- [PROBLEM TO WORK ON] Reproduce every record below exactly as it appears.

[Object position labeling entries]
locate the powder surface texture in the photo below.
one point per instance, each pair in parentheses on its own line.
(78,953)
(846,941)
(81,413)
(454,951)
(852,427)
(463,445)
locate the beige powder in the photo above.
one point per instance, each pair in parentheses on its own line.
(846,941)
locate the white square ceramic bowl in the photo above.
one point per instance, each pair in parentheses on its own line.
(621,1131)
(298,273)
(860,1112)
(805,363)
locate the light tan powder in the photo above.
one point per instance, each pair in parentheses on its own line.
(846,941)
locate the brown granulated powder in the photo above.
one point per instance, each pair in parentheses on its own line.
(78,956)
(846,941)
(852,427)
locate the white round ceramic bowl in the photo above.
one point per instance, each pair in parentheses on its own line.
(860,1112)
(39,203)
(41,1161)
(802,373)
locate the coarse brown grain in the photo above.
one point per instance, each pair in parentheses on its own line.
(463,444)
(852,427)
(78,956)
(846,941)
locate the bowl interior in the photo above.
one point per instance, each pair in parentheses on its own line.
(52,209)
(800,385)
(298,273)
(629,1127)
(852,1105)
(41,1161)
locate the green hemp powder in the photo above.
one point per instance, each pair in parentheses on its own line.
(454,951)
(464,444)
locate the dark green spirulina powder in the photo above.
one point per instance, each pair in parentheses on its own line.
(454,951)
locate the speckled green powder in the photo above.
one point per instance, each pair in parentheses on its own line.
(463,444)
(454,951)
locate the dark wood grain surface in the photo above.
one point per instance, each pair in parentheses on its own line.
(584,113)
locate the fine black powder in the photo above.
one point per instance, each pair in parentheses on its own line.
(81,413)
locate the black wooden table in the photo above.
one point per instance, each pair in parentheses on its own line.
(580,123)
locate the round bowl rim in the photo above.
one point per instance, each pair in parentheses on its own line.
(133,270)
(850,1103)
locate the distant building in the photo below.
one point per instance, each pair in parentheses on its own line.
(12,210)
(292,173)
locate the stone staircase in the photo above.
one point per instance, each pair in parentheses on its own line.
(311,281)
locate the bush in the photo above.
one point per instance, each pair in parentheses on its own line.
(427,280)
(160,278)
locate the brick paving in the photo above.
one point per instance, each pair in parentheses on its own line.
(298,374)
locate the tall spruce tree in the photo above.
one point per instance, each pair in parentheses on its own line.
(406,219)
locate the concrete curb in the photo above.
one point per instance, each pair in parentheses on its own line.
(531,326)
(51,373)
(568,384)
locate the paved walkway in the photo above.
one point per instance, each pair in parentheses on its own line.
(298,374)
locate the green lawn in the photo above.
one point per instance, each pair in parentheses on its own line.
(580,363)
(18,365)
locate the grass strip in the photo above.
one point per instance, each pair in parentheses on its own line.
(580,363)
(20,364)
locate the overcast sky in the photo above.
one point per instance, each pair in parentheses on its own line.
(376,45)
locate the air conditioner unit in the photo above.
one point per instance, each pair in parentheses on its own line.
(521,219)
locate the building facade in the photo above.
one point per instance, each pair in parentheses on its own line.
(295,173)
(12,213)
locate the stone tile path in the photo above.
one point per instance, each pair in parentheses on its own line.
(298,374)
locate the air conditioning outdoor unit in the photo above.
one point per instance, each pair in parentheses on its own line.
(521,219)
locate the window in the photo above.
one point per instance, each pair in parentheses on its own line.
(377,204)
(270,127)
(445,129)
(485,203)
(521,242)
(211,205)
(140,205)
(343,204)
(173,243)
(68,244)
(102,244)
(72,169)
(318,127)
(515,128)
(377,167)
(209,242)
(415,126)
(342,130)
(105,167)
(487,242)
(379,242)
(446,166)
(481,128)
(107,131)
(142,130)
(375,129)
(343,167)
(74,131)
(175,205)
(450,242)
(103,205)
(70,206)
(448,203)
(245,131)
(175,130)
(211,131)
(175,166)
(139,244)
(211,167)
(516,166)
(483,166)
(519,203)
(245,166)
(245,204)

- [COMPLETE OUTPUT]
locate the powder surface texture in the photo below.
one point per instance, each pair in parentheses on its own line.
(78,953)
(846,941)
(81,413)
(454,951)
(852,427)
(463,445)
locate the beige powder in the photo above.
one point per instance, each pair in parentheses on its own line.
(846,941)
locate the white square ceramic bowl in the photo above.
one point per instance, each pair in parentheses on its own line.
(621,1131)
(298,273)
(860,1112)
(805,363)
locate the light tan powder in the photo above.
one point per instance, each pair in parentheses on its own line.
(846,941)
locate the brown granulated powder in the photo above.
one point per instance, each pair in parentheses on its own line.
(78,956)
(846,941)
(852,427)
locate the white round ceramic bowl in the photo above.
one point per instance, each pair in parentheses on its own line.
(860,1112)
(39,203)
(41,1161)
(802,373)
locate the coarse brown grain in the photo above.
one point per instance, each pair in parentheses on its own line.
(463,444)
(852,427)
(78,956)
(846,941)
locate the bowl interior in the photo above.
one point per instance, each pair in parentheses on its own line.
(52,209)
(800,385)
(298,273)
(629,1127)
(852,1105)
(41,1161)
locate the green hemp powder in the photo above.
one point per instance, each pair in parentheses on its own line.
(454,951)
(464,444)
locate the dark green spirulina powder in the photo above.
one point per instance, each pair in parentheses on its own line.
(454,951)
locate the speckled green powder in the photo above.
one point per instance, each pair in parentheses on its own line.
(463,444)
(454,951)
locate the dark wood grain surface in the photo above.
one point per instance, each pair in parentheses on its own line.
(584,113)
locate the fine black powder in the photo above.
one point per instance, each pair in parentheses on its own line.
(81,413)
locate the black wooden table in the photo above.
one point per instance, each pair in parentheses on its own line.
(580,123)
locate the round bowl rim in the photo above.
one point per instance, each pair in parentheses on its own line.
(133,270)
(850,1103)
locate the distant building in the photo below.
one point per instance, each pair in parentheses on its own line.
(12,210)
(292,173)
locate the stone staircase in the photo above.
one point per instance, each pair in parentheses on its own line.
(311,281)
locate the bush in the photo above.
one point per instance, each pair in parentheses on its own line.
(427,280)
(160,278)
locate the brick paving in the photo above.
one point per instance, each pair in parentheses on its own line.
(298,374)
locate the tall spruce tree in the photo above.
one point per instance, each pair in parentheses on its own line.
(406,219)
locate the concrete curb in the photo above.
one point per instance, each pair in parentheses on its own line.
(531,326)
(51,373)
(568,384)
locate the paved walkway in the photo above.
one point per instance, each pair in parentheses on its own line.
(298,374)
locate the green lawn in the photo above.
one point per instance, each pair in parentheses on its own line.
(580,363)
(18,365)
locate the grass strip in the photo above.
one point per instance, each pair in parentheses on its own line.
(580,363)
(20,364)
locate the overcast sky in the photo above.
one point per instance, each pair in parentheses on its own line.
(376,45)
locate the air conditioner unit in the photo above.
one point per instance, each pair in parentheses on its own line.
(521,219)
locate the building facade in the photo above.
one point per instance, each pair in parentheses on its own line.
(295,173)
(12,213)
locate the stone tile path in the photo above.
one point per instance, each pair in parentheses on its own line.
(298,374)
locate the air conditioning outdoor unit in the photo above.
one point per instance, each pair in parentheses on its own line.
(521,219)
locate the window in the photo above.
one point per instance, each pair in parentheses on its own line.
(377,204)
(270,127)
(445,129)
(485,203)
(521,242)
(211,205)
(140,205)
(343,204)
(173,243)
(68,244)
(102,244)
(72,169)
(318,127)
(515,128)
(377,167)
(209,242)
(415,126)
(342,130)
(105,167)
(487,242)
(379,242)
(446,166)
(481,128)
(107,131)
(142,130)
(375,129)
(343,167)
(74,131)
(175,205)
(450,242)
(103,205)
(70,206)
(448,203)
(245,131)
(175,130)
(211,131)
(175,166)
(139,244)
(211,167)
(516,166)
(483,166)
(519,203)
(245,166)
(245,204)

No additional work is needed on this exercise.